*Exercise details*.
Answer these questions about the interview excerpt below, one line each:
1. What was the first document the interviewee signed?
2. To what was the noncompete narrowed?
3. Under what condition would the interviewee have refused the position?

*Document segment*.
T: Not at first. The first thing I signed was an NDA about their upcoming business plans (not, obviously, their past and current practices, or we wouldn’t be talking). Then they gave me a modified version of the same boilerplate that they give to artists on their properties. But it wasn’t modified enough. The language could have been interpreted as a non-compete clause, which I sure as hell couldn’t sign when I was doing my own online comic that competed with Platinum’s Drunk Duck for mindshare! Things like that. So I asked Platinum to modify the contract and sign some statements which would address all my worries, and they did so. (The noncompete was narrowed to mean that I couldn’t work for other comics news outlets like CBR.)
PF: Too many people think reading a contract is 1) optional and 2) just how things are going to be. That doesn’t just go for Platinum, although it’s good to have an on-the-record example of this process. Do you think commentary and journalism is a good launching point for aspiring creators?
T: I’ll respond to the statement first, because I think it’s a very good one. [In many cases, when negotiating changes in a contract,] just a little talking will let you discover if you and the company can live with one another or not. But yes, absolutely, check everything: I would have refused the position if I thought the contract was non-negotiable.

*Rows*.
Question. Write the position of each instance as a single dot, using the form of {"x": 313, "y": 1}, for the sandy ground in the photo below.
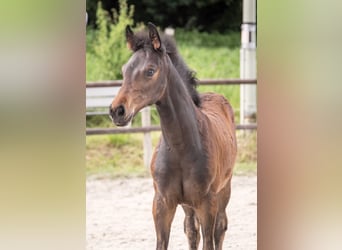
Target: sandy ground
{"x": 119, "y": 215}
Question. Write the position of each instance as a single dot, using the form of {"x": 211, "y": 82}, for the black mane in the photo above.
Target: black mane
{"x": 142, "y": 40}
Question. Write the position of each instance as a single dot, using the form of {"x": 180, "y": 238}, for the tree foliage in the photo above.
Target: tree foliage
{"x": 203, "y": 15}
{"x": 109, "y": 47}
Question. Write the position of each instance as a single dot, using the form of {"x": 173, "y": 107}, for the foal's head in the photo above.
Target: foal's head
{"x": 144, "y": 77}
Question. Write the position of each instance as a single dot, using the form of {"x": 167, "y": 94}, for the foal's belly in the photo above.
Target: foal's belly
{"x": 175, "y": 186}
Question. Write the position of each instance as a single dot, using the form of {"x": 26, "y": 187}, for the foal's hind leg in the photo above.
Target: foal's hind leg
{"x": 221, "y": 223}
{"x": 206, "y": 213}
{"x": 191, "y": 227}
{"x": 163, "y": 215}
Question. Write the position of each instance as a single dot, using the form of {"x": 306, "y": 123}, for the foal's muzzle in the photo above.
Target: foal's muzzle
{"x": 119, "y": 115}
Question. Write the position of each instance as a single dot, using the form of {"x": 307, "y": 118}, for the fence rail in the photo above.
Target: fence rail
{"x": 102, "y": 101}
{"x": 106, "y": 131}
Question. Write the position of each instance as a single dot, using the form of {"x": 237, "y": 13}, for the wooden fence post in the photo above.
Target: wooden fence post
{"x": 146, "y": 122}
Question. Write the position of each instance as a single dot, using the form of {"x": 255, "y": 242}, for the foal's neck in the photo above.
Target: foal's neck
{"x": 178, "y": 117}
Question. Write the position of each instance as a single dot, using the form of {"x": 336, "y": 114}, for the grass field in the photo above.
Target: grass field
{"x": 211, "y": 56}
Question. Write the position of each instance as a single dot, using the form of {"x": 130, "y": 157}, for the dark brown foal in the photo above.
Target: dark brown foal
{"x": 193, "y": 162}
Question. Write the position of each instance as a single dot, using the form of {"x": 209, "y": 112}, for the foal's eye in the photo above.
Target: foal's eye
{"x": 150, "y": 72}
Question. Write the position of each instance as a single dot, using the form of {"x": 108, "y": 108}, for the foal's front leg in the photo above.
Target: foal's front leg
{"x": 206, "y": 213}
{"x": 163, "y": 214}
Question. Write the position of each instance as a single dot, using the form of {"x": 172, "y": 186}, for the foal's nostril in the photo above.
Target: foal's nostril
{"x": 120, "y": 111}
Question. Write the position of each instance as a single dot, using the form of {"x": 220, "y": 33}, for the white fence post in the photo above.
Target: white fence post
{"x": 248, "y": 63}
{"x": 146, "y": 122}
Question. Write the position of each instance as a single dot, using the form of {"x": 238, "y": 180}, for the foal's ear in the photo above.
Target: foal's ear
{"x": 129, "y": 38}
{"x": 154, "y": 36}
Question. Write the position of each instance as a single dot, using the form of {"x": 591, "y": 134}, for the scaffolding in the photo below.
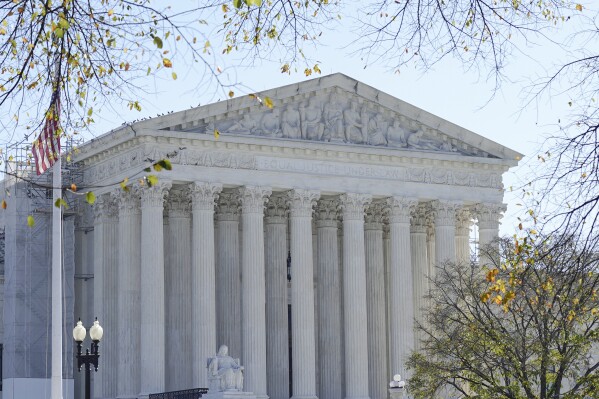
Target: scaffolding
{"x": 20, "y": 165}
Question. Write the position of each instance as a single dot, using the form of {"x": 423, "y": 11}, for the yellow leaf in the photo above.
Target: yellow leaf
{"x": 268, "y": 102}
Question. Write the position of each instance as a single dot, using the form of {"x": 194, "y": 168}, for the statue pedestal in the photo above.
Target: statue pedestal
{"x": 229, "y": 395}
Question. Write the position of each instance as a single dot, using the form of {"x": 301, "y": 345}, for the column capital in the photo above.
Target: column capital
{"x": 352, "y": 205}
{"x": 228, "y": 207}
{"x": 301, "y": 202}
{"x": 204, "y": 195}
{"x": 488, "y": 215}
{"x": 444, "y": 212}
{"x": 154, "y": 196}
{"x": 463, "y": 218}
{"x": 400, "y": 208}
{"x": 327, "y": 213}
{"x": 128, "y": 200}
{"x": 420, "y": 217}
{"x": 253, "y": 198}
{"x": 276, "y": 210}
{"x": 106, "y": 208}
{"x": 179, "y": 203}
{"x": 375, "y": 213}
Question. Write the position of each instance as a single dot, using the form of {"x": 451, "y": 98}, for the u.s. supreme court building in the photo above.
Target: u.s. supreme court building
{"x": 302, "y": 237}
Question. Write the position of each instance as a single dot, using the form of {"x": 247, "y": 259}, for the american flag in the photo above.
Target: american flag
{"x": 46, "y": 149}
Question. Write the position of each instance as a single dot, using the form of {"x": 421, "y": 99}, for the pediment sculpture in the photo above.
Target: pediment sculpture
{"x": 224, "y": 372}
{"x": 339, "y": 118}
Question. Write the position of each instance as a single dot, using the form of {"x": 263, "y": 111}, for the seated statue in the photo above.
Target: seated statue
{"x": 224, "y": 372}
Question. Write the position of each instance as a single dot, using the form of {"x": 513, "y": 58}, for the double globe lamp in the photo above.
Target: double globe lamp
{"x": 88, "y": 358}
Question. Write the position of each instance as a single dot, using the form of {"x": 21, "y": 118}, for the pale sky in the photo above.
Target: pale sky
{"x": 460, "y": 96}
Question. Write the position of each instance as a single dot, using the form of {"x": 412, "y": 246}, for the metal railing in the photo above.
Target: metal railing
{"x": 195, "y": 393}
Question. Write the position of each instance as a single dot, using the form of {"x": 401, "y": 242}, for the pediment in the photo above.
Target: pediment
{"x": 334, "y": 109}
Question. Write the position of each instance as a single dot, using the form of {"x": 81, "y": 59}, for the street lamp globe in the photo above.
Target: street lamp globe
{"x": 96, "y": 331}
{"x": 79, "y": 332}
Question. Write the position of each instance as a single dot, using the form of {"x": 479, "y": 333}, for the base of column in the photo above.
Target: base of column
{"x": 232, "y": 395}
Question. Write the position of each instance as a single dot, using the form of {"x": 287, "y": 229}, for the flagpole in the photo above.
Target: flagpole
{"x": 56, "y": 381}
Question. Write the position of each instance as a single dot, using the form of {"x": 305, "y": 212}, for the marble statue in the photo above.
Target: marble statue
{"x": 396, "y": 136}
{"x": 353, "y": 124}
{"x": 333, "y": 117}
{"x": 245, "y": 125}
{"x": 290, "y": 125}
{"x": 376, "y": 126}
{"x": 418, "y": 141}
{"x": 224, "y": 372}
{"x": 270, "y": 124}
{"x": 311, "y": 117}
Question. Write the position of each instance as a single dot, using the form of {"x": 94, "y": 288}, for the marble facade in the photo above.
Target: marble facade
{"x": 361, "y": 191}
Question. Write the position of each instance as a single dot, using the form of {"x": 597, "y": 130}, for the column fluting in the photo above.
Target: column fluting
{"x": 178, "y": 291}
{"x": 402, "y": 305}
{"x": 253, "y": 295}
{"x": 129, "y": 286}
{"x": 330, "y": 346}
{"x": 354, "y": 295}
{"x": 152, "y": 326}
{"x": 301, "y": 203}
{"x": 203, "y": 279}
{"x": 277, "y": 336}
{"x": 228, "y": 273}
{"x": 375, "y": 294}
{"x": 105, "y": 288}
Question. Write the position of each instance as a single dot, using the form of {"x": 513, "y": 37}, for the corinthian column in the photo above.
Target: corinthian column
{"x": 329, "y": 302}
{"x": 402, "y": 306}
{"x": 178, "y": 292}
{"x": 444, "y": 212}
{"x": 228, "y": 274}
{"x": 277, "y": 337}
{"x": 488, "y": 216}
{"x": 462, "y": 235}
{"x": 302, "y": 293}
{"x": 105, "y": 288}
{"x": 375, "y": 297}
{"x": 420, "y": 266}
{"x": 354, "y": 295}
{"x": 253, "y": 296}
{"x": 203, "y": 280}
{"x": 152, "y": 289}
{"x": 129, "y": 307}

*Complete output*.
1. An NDA about Platinum's upcoming business plans.
2. It was narrowed to mean that the interviewee couldn't work for other comics news outlets like CBR.
3. If the interviewee had thought the contract was non-negotiable.